(Records from a collection)
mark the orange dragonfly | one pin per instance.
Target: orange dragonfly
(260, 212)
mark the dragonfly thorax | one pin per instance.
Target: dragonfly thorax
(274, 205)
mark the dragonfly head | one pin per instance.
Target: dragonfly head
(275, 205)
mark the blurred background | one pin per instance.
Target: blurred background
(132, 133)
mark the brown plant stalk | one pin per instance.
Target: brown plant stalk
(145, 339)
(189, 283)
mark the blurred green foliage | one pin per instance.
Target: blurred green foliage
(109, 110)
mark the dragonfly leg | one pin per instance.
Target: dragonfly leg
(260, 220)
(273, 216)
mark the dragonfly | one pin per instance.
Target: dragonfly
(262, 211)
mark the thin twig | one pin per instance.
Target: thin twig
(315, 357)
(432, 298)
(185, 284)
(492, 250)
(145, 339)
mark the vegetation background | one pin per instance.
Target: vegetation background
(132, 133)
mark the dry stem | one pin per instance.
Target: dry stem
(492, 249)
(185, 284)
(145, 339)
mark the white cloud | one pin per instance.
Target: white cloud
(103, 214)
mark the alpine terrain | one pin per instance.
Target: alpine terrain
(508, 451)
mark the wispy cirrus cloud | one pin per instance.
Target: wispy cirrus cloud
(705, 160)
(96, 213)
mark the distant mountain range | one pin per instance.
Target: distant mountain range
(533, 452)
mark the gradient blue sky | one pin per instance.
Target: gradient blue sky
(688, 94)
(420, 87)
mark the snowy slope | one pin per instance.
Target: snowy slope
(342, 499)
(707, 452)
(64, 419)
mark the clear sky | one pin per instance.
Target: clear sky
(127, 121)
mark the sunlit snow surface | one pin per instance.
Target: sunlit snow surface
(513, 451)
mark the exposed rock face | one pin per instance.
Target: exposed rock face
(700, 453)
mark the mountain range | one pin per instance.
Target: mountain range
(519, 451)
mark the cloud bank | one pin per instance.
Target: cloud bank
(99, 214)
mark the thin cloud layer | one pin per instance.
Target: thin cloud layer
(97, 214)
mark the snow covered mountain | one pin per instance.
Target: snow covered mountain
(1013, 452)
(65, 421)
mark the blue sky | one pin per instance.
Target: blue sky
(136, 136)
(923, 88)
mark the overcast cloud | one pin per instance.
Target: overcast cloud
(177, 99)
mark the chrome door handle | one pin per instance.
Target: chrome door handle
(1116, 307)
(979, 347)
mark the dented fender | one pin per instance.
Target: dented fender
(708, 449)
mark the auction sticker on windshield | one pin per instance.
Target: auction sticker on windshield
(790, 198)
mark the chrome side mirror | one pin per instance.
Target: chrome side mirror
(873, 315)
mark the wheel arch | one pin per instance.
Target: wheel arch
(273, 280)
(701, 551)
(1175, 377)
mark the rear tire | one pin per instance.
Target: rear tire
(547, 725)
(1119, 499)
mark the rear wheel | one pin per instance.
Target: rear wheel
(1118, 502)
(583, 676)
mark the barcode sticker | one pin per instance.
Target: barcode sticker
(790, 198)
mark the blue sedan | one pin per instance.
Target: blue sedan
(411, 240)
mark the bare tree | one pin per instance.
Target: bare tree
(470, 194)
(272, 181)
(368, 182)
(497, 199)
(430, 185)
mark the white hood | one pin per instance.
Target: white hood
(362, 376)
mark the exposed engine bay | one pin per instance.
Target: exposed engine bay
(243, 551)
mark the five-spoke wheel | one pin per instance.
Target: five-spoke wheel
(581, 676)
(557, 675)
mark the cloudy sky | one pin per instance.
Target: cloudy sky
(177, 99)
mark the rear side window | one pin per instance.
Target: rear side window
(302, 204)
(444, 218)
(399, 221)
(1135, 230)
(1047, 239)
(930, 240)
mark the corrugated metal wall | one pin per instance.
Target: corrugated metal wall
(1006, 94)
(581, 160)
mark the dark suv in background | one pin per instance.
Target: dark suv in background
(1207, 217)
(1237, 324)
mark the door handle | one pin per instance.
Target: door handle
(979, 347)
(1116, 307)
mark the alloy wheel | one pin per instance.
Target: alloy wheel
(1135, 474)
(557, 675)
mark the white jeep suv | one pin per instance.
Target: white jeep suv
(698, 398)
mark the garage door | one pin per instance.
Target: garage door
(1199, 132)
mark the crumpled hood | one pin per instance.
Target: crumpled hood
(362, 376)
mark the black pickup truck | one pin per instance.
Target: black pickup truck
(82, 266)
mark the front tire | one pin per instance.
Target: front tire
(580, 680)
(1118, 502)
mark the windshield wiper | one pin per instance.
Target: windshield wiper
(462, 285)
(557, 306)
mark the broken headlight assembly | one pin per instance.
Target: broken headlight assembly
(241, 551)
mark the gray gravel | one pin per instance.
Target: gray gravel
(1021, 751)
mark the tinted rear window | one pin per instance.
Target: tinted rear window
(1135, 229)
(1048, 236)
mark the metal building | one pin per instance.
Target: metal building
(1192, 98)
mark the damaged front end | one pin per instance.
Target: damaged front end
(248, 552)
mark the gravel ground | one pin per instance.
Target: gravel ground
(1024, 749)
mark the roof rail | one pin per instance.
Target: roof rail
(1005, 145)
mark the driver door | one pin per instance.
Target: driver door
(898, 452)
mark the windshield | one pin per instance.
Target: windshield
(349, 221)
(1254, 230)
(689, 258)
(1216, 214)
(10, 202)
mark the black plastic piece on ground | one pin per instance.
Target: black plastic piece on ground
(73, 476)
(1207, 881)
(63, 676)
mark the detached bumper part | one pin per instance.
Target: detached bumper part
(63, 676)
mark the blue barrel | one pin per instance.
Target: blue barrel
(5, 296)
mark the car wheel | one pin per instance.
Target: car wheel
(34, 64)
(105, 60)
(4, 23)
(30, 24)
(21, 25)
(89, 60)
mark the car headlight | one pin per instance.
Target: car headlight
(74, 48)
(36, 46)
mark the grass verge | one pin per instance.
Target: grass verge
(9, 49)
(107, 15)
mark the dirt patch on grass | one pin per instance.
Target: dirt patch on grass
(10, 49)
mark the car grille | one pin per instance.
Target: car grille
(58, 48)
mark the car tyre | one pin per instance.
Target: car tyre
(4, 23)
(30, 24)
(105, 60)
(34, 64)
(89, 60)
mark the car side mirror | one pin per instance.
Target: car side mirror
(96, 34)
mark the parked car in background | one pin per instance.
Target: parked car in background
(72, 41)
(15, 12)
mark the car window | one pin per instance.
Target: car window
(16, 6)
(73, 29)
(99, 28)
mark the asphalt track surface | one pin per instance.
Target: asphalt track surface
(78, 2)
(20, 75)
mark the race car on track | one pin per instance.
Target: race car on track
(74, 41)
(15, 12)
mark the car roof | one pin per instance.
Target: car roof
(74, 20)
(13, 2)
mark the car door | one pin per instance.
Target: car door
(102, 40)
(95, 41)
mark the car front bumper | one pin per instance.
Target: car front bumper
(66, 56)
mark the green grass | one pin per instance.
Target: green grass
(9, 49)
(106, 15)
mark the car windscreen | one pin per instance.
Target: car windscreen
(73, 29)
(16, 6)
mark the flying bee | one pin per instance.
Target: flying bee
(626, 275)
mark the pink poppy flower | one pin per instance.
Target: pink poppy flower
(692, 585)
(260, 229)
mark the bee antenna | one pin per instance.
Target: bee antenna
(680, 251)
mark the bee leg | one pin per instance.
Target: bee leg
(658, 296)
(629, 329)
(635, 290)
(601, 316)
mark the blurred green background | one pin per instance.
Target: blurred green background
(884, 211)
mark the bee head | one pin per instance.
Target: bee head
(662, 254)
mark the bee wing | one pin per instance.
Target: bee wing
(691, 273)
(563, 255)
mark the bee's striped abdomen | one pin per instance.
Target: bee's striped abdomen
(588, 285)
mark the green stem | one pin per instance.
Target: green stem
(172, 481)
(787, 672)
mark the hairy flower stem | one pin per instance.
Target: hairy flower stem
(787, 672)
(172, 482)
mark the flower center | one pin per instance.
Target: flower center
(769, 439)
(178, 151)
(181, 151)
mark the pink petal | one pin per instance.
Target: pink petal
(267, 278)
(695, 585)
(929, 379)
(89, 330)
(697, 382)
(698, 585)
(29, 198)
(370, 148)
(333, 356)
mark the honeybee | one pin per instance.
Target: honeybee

Problem to work on
Your task is to restate, word for word, only those lines above that fall between the line holding "Target: grass verge" and the line holding "mark the green stem | one pin per instance.", inclusive.

Answer
Target: grass verge
(9, 49)
(107, 15)
mark the dirt patch on grass | one pin per instance.
Target: dirt patch on grass
(10, 49)
mark the car grille | one pin per instance.
Target: car grille
(58, 48)
mark the car tyre | one pin per instance.
Target: car tyre
(4, 23)
(30, 24)
(105, 60)
(34, 64)
(89, 60)
mark the car side mirror | one pin per instance.
Target: car side mirror
(96, 34)
mark the parked car in background | one pin per instance.
Target: parked car in background
(72, 41)
(15, 12)
mark the car window | one pin per instance.
Target: car window
(16, 6)
(73, 29)
(99, 28)
mark the asphalt track surface | one pin per instance.
Target: asphalt track surface
(78, 2)
(20, 75)
mark the race car on track | one pin per instance.
Target: race car on track
(74, 41)
(15, 12)
mark the car roof | one pin per instance.
Target: car roof
(74, 20)
(13, 2)
mark the car door | one pin per instance.
Target: car door
(102, 40)
(95, 41)
mark the car front bumper | one pin per instance.
Target: car front bumper
(66, 56)
mark the green grass | one pin per instance.
Target: green grass
(9, 49)
(106, 15)
mark the car windscreen | one pin per instance.
Target: car windscreen
(73, 29)
(16, 6)
mark the flying bee | one pin per instance.
Target: flying bee
(626, 275)
mark the pink poppy flower | one pin per instance.
Target: pink poppy flower
(692, 585)
(260, 229)
mark the bee antenna | one pin per instance.
Target: bee antenna
(680, 251)
mark the bee leg | one pin per instance.
Target: bee leg
(658, 296)
(629, 329)
(635, 290)
(601, 316)
mark the blurred green background | one pin per instance.
Target: blurred green background
(884, 211)
mark the bee head | one pin per instance.
Target: bee head
(662, 254)
mark the bee wing | one pin per instance.
Target: bee wing
(691, 273)
(563, 255)
mark the bee's striped abdomen | one pin per instance.
Target: bee's striped abdomen
(588, 285)
mark the green stem | one pin per instance.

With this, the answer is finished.